- **INPUT DATA**
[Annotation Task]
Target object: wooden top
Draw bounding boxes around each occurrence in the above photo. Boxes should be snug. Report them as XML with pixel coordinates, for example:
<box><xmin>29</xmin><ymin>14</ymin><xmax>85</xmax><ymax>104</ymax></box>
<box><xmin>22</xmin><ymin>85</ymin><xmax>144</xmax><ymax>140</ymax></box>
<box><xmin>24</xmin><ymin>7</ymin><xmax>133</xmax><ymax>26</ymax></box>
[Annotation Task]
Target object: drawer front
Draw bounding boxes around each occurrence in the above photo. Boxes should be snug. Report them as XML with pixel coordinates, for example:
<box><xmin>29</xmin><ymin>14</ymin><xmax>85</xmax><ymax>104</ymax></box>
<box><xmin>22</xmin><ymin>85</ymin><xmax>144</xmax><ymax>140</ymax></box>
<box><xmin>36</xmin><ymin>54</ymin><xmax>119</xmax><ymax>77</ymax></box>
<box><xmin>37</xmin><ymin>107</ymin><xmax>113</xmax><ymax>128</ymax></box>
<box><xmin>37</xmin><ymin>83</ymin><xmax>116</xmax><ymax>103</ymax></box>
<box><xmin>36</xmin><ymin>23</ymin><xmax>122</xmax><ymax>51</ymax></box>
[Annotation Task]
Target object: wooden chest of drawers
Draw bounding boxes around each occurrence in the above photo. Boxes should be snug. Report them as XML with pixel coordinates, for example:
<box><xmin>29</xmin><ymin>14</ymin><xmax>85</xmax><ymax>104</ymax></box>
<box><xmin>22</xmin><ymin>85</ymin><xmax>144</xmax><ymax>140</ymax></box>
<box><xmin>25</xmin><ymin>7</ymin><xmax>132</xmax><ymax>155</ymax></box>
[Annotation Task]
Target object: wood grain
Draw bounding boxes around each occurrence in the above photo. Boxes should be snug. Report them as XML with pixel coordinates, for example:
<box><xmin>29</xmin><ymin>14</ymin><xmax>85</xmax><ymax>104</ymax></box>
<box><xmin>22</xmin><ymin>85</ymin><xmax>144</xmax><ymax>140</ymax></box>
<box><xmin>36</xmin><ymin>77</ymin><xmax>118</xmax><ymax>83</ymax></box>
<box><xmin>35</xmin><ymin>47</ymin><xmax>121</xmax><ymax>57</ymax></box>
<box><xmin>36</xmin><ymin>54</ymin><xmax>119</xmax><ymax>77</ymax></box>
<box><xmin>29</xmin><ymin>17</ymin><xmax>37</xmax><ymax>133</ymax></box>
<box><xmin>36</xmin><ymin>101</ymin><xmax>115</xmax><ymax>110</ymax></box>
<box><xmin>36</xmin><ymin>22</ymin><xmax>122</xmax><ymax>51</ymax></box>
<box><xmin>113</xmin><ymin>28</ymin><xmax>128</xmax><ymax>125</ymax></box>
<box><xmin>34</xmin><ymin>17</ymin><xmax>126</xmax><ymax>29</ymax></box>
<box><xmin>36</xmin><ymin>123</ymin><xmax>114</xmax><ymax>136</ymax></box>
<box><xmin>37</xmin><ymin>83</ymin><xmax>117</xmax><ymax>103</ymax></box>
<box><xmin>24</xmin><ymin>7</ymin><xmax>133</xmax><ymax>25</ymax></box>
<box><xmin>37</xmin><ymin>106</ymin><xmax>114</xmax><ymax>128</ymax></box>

- **WHAT THE EXERCISE ASKS**
Show all lines from the entries that hold "wooden".

- **PROBLEM SOLUTION**
Target object: wooden top
Target object: wooden chest of drawers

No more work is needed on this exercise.